▸ **Required action 1**
Answer these questions from the text below on the T3 light rail line.
(a) What was the T3 formerly called?
(b) At what portal does the T3 come to the surface?
(c) Which SEPTA Suburban Bus Routes cross the line east of Yeadon Loop?
▸ **Required action 2**
Reproduce the section of the T3 light rail text below starting at "Light rail line in" and ending at "the SEPTA Metro.".

▸ **Passage for review**
Light rail line in Philadelphia, Pennsylvania

The T3, formerly Route 13, is a light rail line that connects 13th Street station in Center City, Philadelphia, with Yeadon and Darby, Pennsylvania. It is one of the five T services of the SEPTA Metro.

==Route description==
Starting from its eastern end at the 13th Street, the T3 runs in a tunnel under Market Street. It makes stops at underground stations at 15th Street/City Hall, 19th Street, 22nd Street, Drexel Station at 30th Street, and 33rd Street. From 15th to 30th Streets, it runs on the outer tracks of the Market Street subway, beside the L.

Passengers may transfer free of charge to the L at 13th Street, 15th Street/City Hall, and Drexel Station at 30th Street and to the B at 15th Street. Connections to the SEPTA Regional Rail are also available. Underground passageways connect the 13th Street and 15th Street/City Hall Stations to Jefferson Station and Suburban Station.

The T3 surfaces at the 40th Street Portal near 40th Street and Baltimore Avenue (US 13), and then runs southwest along Woodland Avenue shortly before moving to Chester Avenue. An alternate line existing along 42nd Street itself joins the T3 for several blocks. This line is used when tunnels are closed for maintenance or other unforeseen shutdowns. The line runs on a bridge over the Media/Wawa Line at 49th Street, however, it does not serve as an official stop as it is located at the intersection of 49th Street and Chester Avenue just east of the station. A track along 49th Street allows for T3 service cutbacks, and is the pull-in/pull-out route for the T4 to access Baltimore Avenue a few blocks north.

Mount Moriah Cemetery cuts off Chester Avenue at 61st Street, so the line makes a left turn at 60th Street then returns to the southwest at Kingsessing Avenue. At the southwest corner of the cemetery, the line stops at the Mount Moriah station, and some LRVs use the loop since they do not go to either Yeadon or Darby. For those that do, they continue west on Kingsessing Avenue until it reaches 65th Street where it turns northwest. At Chester Avenue, 65th Street is staggered and the line navigates a left hand S-turn to rejoin 65th Street north of Chester Avenue. The line continues northwest along 65th Street and crosses over the Cobbs Creek Parkway, as well as Cobbs Creek which separates Philadelphia and Delaware Counties. It then immediately turns onto another section of Chester Avenue, on its way to Yeadon station. Fernwood–Yeadon station is further north of this terminus and has no connection. However the SEPTA Suburban Bus Routes 68 and 108, which do lead to Fernwood-Yeadon cross the line east of Yeadon Loop at the Church Lane intersection.

Dataset records:

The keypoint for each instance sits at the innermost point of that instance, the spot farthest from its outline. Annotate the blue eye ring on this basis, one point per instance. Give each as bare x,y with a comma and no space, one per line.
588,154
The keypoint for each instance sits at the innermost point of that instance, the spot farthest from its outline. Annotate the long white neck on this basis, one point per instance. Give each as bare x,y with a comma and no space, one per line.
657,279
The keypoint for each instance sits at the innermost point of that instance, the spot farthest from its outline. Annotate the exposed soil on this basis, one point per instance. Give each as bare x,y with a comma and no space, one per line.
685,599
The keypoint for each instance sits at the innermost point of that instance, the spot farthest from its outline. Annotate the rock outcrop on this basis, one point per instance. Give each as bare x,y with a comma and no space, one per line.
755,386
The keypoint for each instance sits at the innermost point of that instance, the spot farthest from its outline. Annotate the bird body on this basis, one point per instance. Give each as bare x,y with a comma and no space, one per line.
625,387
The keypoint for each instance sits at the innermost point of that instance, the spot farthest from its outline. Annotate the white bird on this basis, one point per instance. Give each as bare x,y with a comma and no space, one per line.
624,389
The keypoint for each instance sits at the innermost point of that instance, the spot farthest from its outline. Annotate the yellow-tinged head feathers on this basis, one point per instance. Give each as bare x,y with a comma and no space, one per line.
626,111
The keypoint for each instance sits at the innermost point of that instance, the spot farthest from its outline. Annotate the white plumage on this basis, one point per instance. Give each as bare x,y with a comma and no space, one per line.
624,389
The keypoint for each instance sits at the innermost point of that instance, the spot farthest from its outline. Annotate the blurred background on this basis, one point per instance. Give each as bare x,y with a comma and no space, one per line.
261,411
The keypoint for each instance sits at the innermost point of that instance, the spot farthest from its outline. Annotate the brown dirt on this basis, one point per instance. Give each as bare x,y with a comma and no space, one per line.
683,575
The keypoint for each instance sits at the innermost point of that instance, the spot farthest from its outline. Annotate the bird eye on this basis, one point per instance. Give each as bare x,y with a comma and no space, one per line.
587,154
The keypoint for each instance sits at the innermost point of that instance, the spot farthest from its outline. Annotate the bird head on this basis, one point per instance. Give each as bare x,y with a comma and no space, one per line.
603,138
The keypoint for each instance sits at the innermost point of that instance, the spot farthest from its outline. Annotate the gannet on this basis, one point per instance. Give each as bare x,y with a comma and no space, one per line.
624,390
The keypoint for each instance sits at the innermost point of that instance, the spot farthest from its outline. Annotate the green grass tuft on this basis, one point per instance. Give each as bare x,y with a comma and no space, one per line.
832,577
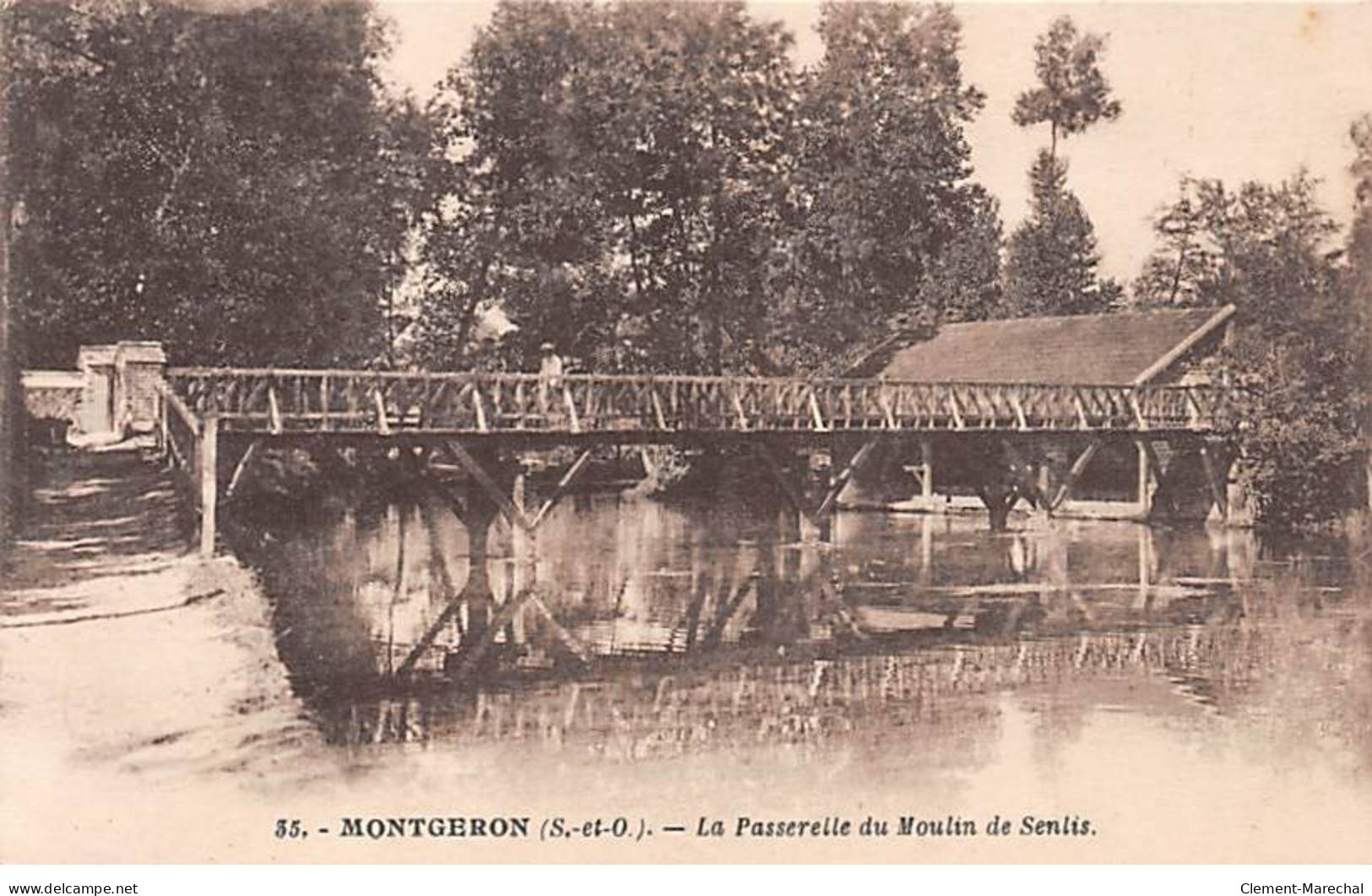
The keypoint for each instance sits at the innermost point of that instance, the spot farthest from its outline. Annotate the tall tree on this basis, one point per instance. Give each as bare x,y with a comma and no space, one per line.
1051,258
965,281
1172,274
882,168
1295,350
1073,94
623,166
236,184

▸ **Exercise answer 1**
(a) Route 13
(b) The 40th Street Portal
(c) Routes 68 and 108

▸ **Exercise answer 2**
Light rail line in Philadelphia, Pennsylvania

The T3, formerly Route 13, is a light rail line that connects 13th Street station in Center City, Philadelphia, with Yeadon and Darby, Pennsylvania. It is one of the five T services of the SEPTA Metro.